REQUIRED WORK: Format the lines of the data below as a numbered list, starting at the first line and continuing through the line containing "159L280 153L273 142L254", with both ends included and blank lines skipped. Leave the pictures out of your answer.

[Labeled area outline items]
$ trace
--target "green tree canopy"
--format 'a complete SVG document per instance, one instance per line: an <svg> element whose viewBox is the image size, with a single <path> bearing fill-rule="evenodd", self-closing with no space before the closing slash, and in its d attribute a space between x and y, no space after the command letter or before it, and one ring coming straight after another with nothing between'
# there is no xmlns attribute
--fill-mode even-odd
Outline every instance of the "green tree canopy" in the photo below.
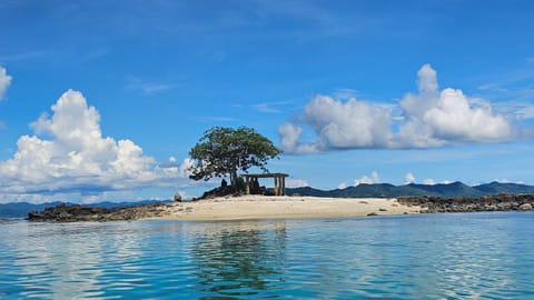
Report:
<svg viewBox="0 0 534 300"><path fill-rule="evenodd" d="M269 159L280 153L273 142L254 129L214 127L191 148L189 156L194 166L189 178L209 180L214 177L230 176L235 187L238 172L247 172L250 167L258 167L268 172Z"/></svg>

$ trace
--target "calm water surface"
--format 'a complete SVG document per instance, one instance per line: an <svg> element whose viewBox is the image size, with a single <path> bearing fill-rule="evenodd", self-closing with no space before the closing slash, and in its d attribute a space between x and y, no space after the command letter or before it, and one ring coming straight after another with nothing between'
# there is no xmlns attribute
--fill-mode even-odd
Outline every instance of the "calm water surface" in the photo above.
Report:
<svg viewBox="0 0 534 300"><path fill-rule="evenodd" d="M534 213L0 221L0 299L534 299Z"/></svg>

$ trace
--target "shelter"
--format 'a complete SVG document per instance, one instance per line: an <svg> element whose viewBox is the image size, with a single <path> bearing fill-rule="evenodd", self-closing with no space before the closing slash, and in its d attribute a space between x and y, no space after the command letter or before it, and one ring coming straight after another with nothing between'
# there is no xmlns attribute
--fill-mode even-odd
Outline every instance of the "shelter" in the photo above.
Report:
<svg viewBox="0 0 534 300"><path fill-rule="evenodd" d="M274 192L275 196L285 196L286 194L286 177L289 177L285 173L260 173L260 174L244 174L245 183L246 183L246 192L250 194L250 192L257 192L259 189L258 179L259 178L274 178L275 179L275 188Z"/></svg>

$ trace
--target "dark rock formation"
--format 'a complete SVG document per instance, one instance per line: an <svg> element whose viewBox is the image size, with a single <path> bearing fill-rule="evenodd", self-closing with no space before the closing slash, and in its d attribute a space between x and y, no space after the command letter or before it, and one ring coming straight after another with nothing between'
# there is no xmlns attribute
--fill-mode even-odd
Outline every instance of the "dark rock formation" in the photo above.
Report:
<svg viewBox="0 0 534 300"><path fill-rule="evenodd" d="M46 208L43 211L30 211L28 220L56 222L135 220L158 217L164 212L166 206L157 203L108 209L60 203L56 207Z"/></svg>
<svg viewBox="0 0 534 300"><path fill-rule="evenodd" d="M399 197L398 202L419 206L423 213L532 210L534 194L501 193L481 197L444 198L435 196Z"/></svg>

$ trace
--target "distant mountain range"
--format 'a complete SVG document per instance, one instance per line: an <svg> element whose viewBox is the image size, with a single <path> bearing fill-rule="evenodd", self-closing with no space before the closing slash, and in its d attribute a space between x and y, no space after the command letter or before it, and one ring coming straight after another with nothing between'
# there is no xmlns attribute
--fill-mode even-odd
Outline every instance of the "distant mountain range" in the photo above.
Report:
<svg viewBox="0 0 534 300"><path fill-rule="evenodd" d="M475 187L466 186L459 181L448 184L405 184L393 186L388 183L359 184L346 189L318 190L310 187L286 189L288 196L300 194L312 197L333 197L333 198L394 198L400 196L441 196L441 197L479 197L497 193L532 193L534 194L534 186L517 183L500 183L492 182ZM137 202L100 202L89 204L89 207L125 207L132 204L169 202L168 201L137 201ZM0 204L0 218L26 218L28 212L32 210L43 210L48 207L55 207L60 202L48 202L42 204L31 204L27 202ZM68 203L71 204L71 203Z"/></svg>
<svg viewBox="0 0 534 300"><path fill-rule="evenodd" d="M170 202L170 200L166 201L154 201L154 200L144 200L144 201L136 201L136 202L99 202L92 204L83 204L86 207L105 207L105 208L116 208L116 207L128 207L128 206L138 206L138 204L147 204L147 203L166 203ZM48 207L56 207L58 206L59 201L56 202L47 202L40 204L32 204L28 202L13 202L13 203L0 203L0 218L26 218L28 217L28 212L32 210L43 210ZM68 206L73 203L67 202Z"/></svg>
<svg viewBox="0 0 534 300"><path fill-rule="evenodd" d="M286 189L289 196L312 197L346 197L346 198L394 198L400 196L441 196L441 197L481 197L497 193L534 193L533 186L517 183L492 182L475 187L466 186L459 181L443 184L416 184L393 186L388 183L358 184L346 189L329 191L318 190L310 187Z"/></svg>

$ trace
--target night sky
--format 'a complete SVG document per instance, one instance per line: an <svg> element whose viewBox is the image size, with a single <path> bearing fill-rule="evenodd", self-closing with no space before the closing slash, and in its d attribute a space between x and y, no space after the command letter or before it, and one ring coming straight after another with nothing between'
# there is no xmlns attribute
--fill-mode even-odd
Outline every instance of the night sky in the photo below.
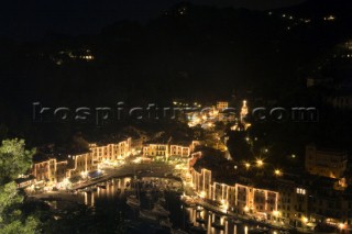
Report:
<svg viewBox="0 0 352 234"><path fill-rule="evenodd" d="M265 10L304 0L191 0L197 4ZM0 7L0 36L32 41L44 34L97 33L119 20L146 22L180 0L6 0Z"/></svg>

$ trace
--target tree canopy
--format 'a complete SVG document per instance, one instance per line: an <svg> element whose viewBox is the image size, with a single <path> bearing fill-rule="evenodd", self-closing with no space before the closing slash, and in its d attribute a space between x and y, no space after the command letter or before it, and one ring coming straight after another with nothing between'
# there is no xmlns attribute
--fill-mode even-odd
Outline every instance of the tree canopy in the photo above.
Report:
<svg viewBox="0 0 352 234"><path fill-rule="evenodd" d="M38 222L23 214L24 197L14 179L31 167L34 149L25 149L23 140L6 140L0 146L0 234L37 233Z"/></svg>

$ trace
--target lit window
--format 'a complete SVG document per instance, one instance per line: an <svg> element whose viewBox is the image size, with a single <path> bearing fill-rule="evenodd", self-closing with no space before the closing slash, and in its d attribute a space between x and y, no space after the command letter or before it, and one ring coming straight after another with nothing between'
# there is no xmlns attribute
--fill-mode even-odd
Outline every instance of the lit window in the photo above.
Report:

SOLUTION:
1. $ trace
2. --target "green tree canopy"
3. --format 'a complete SVG document per instance, one instance per line: an <svg> element whose viewBox is the image size, with a single <path> bearing fill-rule="evenodd", self-closing with no space before the closing slash, and in its d attribute a space between x and y, no space after the command letter or before it, and one ring coming straight after another with nothing between'
4. # there is no xmlns attribute
5. --fill-mode even-odd
6. Outline every instance of the "green tree canopy" in the photo below.
7. Report:
8. <svg viewBox="0 0 534 300"><path fill-rule="evenodd" d="M269 159L280 153L273 142L254 129L214 127L191 148L189 156L194 166L189 178L209 180L214 177L230 176L235 187L238 172L247 172L250 167L258 167L268 172Z"/></svg>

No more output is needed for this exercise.